> _VORGEGEBENER TEXT_
━━━━━━━━━━━━━━━━━━━━━━━━━━━━━━

Orden und Auszeichnungen seien ihm und seiner Generation in den Sechzigern sehr suspekt gewesen, das habe nach Krieg und Heldenbrust und einem gestrigen Vaterland gerochen. „Ich würde mich nicht als Alt-68er bezeichnen, das wäre Hybris. Dafür war ich ein zu schüchterner Student. Mit den Ideen der Studentenbewegung habe ich aber sehr wohl sympathisiert.“ Einer seiner Brüder habe in Heidelberg in einer Kommune gelebt. Der Lehrersohn, der eigentlich auch Lehrer hätte werden sollen, erinnert sich an einen Abend in der brüderlichen Kommune, an dem stundenlang diskutiert wurde, ob man den Kommunarden-Hund, einen deutschen Jagdhund, der auf den Namen Aktivist getauft war, antiautoritär erziehen könne. Das Ergebnis des Plenums? „Man kam zu keinem eindeutigen Resultat“, erinnert sich Backes, und sein Lächeln changiert zwischen milde und spitzbübisch.

Die Integration in Schwaben ist noch unvollendet

Dass er nun, ganz anders als er das damals, vor fast fünfzig Jahren, gekonnt hätte, das Bundesverdienstkreuz mit Freude und auch mit Leichtigkeit entgegennehme, liege an den gesellschaftlichen Errungenschaften, die dieses Land in den letzten Dekaden erreicht habe. „Heute kann man auf unsere Gesellschaft ein bisschen stolz sein. Und dass man denjenigen, der einem den Preis überreicht, schätzt, das erleichtert das Ganze natürlich ein wenig.“

Bei aller Sympathie für die Farbe Grün sei ihm Unabhängigkeit immer wichtig gewesen, daher habe er sich nie einer Partei angeschlossen. Es folgen eine längere Abhandlung über das Medium Fernsehen, das er seit über vierzig Jahren mitgestaltet, und ein Exkurs über Heimat. „Auch nach 66 Jahren arbeite ich an den Resten meiner Integration in Schwaben“, sagt Backes, der sich als „Zufallsösterreicher“ bezeichnet, weil er auf der Flucht seiner Eltern in Österreich auf die Welt gekommen ist.

━━━━━━━━━━━━━━━━━━━━━━━━━━━━━━

> _ZU BEARBEITEN_
(1) Schreib aus dem Text über Backes ein Stück ab: Fang bei den Worten „Orden und Auszeichnungen“ an und hör nach „milde und spitzbübisch.“ auf.
(2) Fasse den Text über Backes in zwei Sätzen zusammen.
Die Zeilen spielen hierbei keine Rolle.

━━━━━━━━━━━━━━━━━━━━━━━━━━━━━━

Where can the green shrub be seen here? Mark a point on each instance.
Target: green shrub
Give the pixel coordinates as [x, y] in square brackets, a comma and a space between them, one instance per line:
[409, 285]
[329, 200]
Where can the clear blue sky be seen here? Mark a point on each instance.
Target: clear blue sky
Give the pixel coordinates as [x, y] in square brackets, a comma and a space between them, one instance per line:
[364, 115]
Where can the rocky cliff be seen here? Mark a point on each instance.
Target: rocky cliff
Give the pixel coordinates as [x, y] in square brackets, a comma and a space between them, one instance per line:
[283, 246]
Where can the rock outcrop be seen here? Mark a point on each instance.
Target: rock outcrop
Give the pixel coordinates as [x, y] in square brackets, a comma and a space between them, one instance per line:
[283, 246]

━━━━━━━━━━━━━━━━━━━━━━━━━━━━━━

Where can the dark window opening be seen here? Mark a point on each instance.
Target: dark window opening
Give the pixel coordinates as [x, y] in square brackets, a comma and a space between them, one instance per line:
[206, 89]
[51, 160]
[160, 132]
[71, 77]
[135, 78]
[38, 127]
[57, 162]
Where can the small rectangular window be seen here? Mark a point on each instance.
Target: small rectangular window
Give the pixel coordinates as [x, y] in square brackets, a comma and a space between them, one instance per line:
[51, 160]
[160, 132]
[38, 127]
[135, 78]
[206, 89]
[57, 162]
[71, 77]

━━━━━━━━━━━━━━━━━━━━━━━━━━━━━━

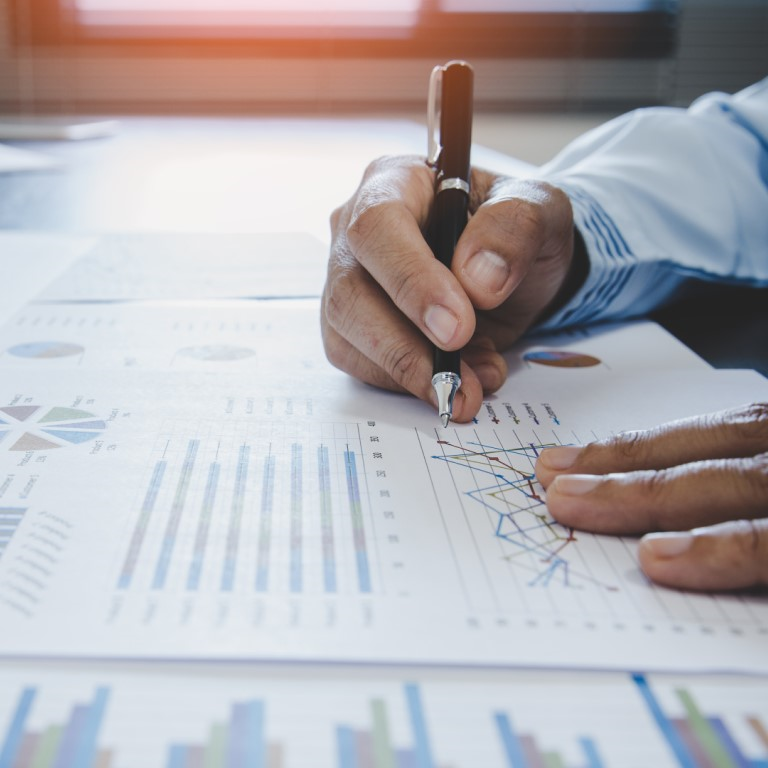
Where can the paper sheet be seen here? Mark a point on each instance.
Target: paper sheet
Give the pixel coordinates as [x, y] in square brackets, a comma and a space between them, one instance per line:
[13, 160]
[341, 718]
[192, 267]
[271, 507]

━━━━━━━━━━━━━━━━━━━━━━━━━━━━━━

> _LÖSUNGEN JE AUFGABE_
(1)
Orden und Auszeichnungen seien ihm und seiner Generation in den Sechzigern sehr suspekt gewesen, das habe nach Krieg und Heldenbrust und einem gestrigen Vaterland gerochen. „Ich würde mich nicht als Alt-68er bezeichnen, das wäre Hybris. Dafür war ich ein zu schüchterner Student. Mit den Ideen der Studentenbewegung habe ich aber sehr wohl sympathisiert.“ Einer seiner Brüder habe in Heidelberg in einer Kommune gelebt. Der Lehrersohn, der eigentlich auch Lehrer hätte werden sollen, erinnert sich an einen Abend in der brüderlichen Kommune, an dem stundenlang diskutiert wurde, ob man den Kommunarden-Hund, einen deutschen Jagdhund, der auf den Namen Aktivist getauft war, antiautoritär erziehen könne. Das Ergebnis des Plenums? „Man kam zu keinem eindeutigen Resultat“, erinnert sich Backes, und sein Lächeln changiert zwischen milde und spitzbübisch.

(2) Orden waren Backes und seiner Generation in den Sechzigern suspekt, doch heute nimmt er das Bundesverdienstkreuz mit Freude entgegen, weil das Land in den letzten Dekaden gesellschaftlich viel erreicht habe. Weil ihm Unabhängigkeit wichtig war, ist er nie einer Partei beigetreten, und nach 66 Jahren arbeitet der in Österreich geborene „Zufallsösterreicher“ noch an den Resten seiner Integration in Schwaben.